Dataset records on object locations:
━━━━━━━━━━━━━━━━━━━━

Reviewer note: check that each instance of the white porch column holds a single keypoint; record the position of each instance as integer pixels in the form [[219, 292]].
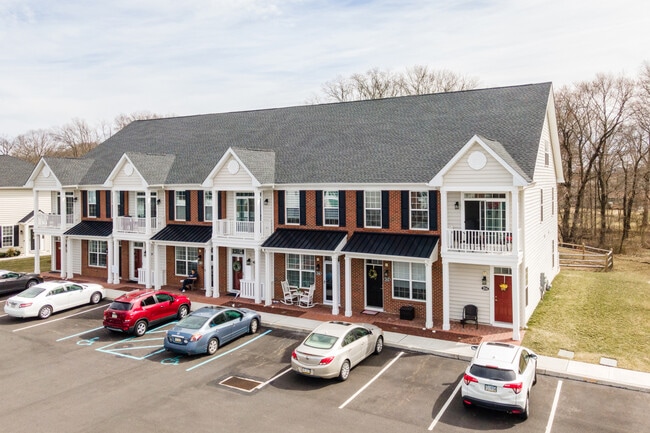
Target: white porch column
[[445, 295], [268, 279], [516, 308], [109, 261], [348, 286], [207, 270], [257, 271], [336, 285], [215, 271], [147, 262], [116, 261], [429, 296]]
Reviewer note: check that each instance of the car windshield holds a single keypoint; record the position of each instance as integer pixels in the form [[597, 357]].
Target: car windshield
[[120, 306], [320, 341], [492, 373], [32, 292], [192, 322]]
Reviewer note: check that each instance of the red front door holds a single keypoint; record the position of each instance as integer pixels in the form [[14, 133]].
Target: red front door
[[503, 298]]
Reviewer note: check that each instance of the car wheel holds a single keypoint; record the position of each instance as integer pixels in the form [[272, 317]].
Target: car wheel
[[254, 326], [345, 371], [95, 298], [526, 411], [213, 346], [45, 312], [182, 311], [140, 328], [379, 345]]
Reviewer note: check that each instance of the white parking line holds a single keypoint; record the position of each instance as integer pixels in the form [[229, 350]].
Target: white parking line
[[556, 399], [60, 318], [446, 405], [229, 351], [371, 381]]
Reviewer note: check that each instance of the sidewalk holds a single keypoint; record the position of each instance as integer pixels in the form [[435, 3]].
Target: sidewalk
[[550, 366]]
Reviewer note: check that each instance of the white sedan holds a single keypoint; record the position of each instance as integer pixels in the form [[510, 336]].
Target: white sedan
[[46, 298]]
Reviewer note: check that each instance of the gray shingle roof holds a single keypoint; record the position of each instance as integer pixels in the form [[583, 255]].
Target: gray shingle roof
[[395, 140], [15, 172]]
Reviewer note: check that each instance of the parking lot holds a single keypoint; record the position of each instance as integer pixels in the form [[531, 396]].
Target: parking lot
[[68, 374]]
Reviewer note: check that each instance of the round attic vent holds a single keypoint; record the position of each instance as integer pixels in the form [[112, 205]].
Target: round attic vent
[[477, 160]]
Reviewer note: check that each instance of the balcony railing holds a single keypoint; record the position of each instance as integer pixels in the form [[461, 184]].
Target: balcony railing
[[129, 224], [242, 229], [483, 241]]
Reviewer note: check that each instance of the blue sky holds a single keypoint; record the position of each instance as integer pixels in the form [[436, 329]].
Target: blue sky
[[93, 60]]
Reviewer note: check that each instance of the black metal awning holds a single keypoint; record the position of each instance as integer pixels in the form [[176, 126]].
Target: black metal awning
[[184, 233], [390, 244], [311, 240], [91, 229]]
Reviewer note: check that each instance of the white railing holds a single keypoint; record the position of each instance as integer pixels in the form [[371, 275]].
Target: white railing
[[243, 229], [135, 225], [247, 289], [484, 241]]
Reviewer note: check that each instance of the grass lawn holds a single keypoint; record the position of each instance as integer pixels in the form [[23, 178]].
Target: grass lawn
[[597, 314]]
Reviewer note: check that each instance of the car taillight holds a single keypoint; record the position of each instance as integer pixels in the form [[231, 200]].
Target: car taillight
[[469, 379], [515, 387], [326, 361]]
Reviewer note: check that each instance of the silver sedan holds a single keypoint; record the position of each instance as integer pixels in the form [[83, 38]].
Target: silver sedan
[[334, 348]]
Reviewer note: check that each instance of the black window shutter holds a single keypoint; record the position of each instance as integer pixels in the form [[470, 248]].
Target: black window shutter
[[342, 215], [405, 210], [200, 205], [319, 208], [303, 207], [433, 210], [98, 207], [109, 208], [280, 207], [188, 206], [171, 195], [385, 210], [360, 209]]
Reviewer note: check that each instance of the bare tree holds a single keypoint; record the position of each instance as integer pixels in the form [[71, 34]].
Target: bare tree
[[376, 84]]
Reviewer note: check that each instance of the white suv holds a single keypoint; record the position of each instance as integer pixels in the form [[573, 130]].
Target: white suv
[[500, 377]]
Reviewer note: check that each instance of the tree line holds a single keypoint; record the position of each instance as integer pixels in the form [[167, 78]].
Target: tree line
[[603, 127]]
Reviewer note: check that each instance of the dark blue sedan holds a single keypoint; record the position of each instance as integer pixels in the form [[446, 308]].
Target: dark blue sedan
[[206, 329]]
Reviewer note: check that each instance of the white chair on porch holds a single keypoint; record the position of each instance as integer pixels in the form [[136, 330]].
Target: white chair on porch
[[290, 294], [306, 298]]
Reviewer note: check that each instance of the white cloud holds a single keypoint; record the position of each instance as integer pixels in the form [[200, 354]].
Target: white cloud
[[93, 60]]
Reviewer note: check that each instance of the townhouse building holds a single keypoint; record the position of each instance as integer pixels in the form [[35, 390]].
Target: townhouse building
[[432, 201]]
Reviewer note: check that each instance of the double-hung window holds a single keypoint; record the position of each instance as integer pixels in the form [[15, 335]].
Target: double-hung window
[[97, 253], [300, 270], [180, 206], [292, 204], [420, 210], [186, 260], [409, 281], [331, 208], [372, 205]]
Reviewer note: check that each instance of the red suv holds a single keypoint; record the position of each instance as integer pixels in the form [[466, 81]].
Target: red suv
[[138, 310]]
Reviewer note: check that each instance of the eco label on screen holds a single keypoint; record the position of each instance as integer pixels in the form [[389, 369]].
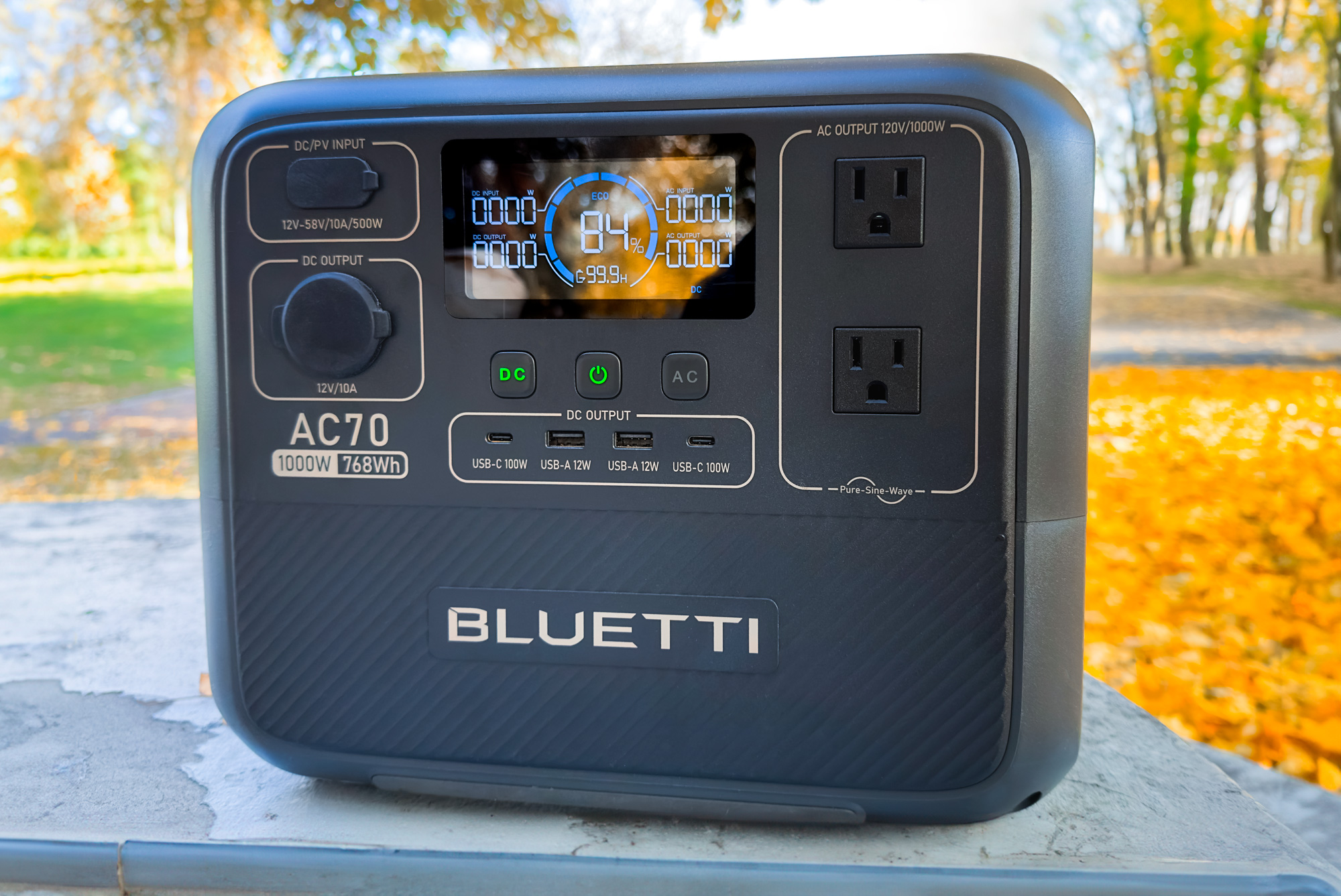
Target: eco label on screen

━━━━━━━━━━━━━━━━━━━━

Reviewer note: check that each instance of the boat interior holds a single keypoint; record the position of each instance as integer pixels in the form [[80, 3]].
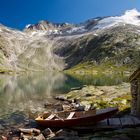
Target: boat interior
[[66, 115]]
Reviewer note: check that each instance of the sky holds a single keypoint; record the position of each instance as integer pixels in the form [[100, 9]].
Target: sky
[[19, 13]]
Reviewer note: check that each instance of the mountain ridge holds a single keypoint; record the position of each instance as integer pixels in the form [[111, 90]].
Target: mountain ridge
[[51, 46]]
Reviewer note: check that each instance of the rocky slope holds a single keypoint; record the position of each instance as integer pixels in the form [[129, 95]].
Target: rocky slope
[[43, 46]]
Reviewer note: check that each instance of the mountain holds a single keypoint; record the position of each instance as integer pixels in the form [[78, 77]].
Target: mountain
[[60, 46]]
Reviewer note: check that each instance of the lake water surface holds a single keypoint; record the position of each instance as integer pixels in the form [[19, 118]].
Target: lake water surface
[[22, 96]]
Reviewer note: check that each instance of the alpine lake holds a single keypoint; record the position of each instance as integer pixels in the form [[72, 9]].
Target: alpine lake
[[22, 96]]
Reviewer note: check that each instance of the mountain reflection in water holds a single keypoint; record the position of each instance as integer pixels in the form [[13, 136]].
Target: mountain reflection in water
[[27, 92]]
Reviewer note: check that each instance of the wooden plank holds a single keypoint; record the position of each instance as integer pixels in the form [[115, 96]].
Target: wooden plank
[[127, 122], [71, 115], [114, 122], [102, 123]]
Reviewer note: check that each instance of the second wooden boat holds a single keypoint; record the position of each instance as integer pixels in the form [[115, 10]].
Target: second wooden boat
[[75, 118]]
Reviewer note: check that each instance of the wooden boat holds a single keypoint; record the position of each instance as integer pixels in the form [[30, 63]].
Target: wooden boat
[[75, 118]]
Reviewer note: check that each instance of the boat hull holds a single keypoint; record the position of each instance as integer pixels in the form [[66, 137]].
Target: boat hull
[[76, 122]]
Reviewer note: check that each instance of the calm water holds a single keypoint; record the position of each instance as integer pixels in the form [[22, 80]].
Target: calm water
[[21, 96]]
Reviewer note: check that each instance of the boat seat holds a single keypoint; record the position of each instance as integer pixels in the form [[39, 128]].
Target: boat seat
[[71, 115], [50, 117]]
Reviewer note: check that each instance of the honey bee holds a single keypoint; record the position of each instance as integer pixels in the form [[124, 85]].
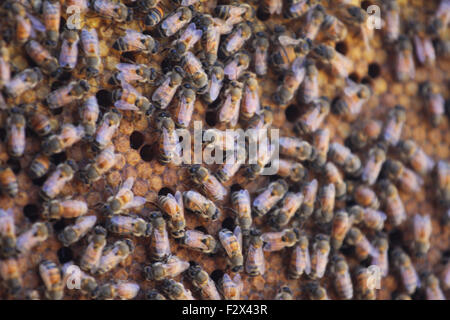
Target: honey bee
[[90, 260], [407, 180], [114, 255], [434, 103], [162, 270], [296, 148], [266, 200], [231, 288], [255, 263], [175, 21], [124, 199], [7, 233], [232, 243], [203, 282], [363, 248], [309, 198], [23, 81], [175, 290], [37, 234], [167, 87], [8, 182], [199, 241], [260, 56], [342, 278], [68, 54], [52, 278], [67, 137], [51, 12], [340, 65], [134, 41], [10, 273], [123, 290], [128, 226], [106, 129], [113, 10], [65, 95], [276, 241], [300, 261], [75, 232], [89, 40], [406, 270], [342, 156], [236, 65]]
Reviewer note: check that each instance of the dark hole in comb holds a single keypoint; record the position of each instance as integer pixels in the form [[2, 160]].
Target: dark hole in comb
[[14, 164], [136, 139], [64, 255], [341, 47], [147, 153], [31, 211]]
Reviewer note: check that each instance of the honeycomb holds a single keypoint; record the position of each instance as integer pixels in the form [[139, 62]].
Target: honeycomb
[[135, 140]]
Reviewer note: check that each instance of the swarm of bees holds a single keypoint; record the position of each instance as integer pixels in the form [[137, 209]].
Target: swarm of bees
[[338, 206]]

━━━━━━━━━━━━━━━━━━━━

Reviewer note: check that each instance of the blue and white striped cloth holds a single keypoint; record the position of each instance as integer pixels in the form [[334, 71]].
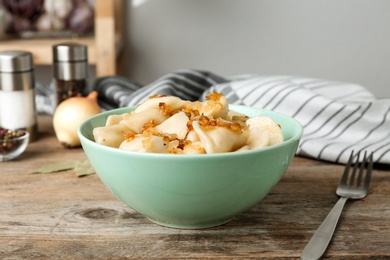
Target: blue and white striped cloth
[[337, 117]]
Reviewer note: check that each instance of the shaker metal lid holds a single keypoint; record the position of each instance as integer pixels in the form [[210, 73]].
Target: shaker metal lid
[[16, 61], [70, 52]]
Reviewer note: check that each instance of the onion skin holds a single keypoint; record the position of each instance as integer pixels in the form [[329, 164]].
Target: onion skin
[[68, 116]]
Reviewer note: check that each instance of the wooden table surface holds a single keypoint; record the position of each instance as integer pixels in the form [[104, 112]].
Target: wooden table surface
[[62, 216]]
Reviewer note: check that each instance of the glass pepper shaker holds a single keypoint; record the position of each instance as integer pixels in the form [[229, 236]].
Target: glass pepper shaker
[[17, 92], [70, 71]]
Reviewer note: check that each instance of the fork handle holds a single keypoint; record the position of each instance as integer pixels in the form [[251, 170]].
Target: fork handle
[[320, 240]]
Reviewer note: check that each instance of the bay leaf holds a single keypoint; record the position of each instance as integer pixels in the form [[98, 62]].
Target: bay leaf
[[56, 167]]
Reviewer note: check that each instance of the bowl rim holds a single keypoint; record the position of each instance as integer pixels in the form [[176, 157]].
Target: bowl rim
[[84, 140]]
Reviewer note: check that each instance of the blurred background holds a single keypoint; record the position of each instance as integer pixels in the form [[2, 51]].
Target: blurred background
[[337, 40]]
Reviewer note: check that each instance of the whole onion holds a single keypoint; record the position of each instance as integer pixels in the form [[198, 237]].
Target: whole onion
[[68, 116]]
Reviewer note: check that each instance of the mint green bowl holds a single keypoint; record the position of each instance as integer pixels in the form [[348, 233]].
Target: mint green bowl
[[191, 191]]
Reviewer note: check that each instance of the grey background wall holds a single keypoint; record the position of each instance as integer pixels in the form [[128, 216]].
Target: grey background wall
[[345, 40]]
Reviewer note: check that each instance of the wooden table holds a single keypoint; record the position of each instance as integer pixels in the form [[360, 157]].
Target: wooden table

━━━━━━━━━━━━━━━━━━━━

**GIVEN EXERCISE**
Rewrite the lines as a Markdown table with the columns Row and Line, one line per row and no blank lines. Begin at the line containing "Reviewer note: check that each instance of the swarm" and stop after the line containing "[[338, 206]]".

**THE COMPLETED TASK**
| Row | Line |
|---|---|
| 1 | Reviewer note: check that each instance of the swarm of bees holds a single keypoint; record the position of each instance as integer pixels in the form [[137, 209]]. |
| 2 | Target: swarm of bees |
| 3 | [[338, 206]] |